*** Begin section ***

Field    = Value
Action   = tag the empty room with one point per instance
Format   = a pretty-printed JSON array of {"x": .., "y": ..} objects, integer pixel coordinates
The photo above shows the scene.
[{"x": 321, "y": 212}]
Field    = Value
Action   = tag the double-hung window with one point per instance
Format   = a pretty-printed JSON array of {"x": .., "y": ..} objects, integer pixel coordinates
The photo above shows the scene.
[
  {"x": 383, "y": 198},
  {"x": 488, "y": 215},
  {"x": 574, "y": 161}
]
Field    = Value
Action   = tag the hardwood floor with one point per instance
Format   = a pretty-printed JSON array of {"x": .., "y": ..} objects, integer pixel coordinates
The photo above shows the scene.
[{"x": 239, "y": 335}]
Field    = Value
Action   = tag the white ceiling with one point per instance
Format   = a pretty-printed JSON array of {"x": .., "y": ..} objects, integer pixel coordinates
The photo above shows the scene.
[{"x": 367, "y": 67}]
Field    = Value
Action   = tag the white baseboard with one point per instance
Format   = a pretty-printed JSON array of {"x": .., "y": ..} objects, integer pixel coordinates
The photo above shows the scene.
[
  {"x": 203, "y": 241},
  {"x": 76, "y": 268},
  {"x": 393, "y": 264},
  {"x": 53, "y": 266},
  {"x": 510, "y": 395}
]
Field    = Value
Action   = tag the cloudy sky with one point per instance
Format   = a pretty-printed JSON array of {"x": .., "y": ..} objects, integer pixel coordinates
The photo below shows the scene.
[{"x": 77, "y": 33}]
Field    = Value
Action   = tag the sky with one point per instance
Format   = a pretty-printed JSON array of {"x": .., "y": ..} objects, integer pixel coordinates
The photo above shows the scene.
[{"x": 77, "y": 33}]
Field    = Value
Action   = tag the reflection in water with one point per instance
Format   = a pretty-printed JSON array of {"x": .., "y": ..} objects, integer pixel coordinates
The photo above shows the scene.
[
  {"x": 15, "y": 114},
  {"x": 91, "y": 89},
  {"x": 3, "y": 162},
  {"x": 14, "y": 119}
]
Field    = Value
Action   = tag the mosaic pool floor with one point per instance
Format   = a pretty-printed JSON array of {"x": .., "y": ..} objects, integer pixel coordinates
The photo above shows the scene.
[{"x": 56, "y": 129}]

*** End section ***

**ASSIGNMENT**:
When you answer, repeat all of the material exactly as given.

**ANSWER SPACE**:
Field    = Value
Action   = tag the empty room with one point per instance
Format   = a pretty-printed JSON array of {"x": .., "y": ..} objects, integer pixel coordinates
The photo above shows the scene.
[{"x": 321, "y": 212}]
Field    = Value
Action   = tag the double-hung window with one point per instance
Format   = a pretty-printed JSON array of {"x": .., "y": ..} objects, integer pixel coordinates
The photo above shows the scene.
[
  {"x": 383, "y": 198},
  {"x": 488, "y": 215},
  {"x": 574, "y": 161}
]
Field    = Value
Action   = tag the hardwood floor with one point per instance
Format   = a pretty-printed JSON array of {"x": .., "y": ..} objects, integer pixel coordinates
The photo above shows the scene.
[{"x": 239, "y": 335}]
Field    = Value
Action   = tag the white ceiling with one point per instance
Format   = a pretty-printed JSON array of {"x": .., "y": ..} objects, integer pixel coordinates
The photo above shows the scene.
[{"x": 367, "y": 67}]
Field    = Value
Action   = tag the white baseboard with one point per instance
Format   = a pretty-printed JSON array of {"x": .., "y": ..} objects, integer pixel coordinates
The photo above shows the scene.
[
  {"x": 203, "y": 241},
  {"x": 76, "y": 268},
  {"x": 393, "y": 264},
  {"x": 53, "y": 266},
  {"x": 510, "y": 395}
]
Field    = Value
Action   = tag the cloudy sky with one point per instance
Format   = a pretty-printed JSON array of {"x": .., "y": ..} objects, integer pixel coordinates
The photo below shows the scene.
[{"x": 77, "y": 33}]
Field    = Value
Action   = tag the sky with one point per instance
Format   = a pretty-printed JSON array of {"x": .., "y": ..} objects, integer pixel coordinates
The photo above shows the scene.
[{"x": 77, "y": 33}]
Field    = Value
Action   = tag the reflection in water with one point per instance
Format   = a pretty-printed JSON array of {"x": .., "y": ..} objects, integer pixel coordinates
The photo above shows the scene.
[
  {"x": 15, "y": 114},
  {"x": 91, "y": 89},
  {"x": 3, "y": 162},
  {"x": 14, "y": 119}
]
Field    = Value
Action   = tag the mosaic pool floor with one point per instance
Format   = a pretty-printed JSON array of {"x": .., "y": ..} objects, integer pixel coordinates
The photo above shows the scene.
[{"x": 56, "y": 129}]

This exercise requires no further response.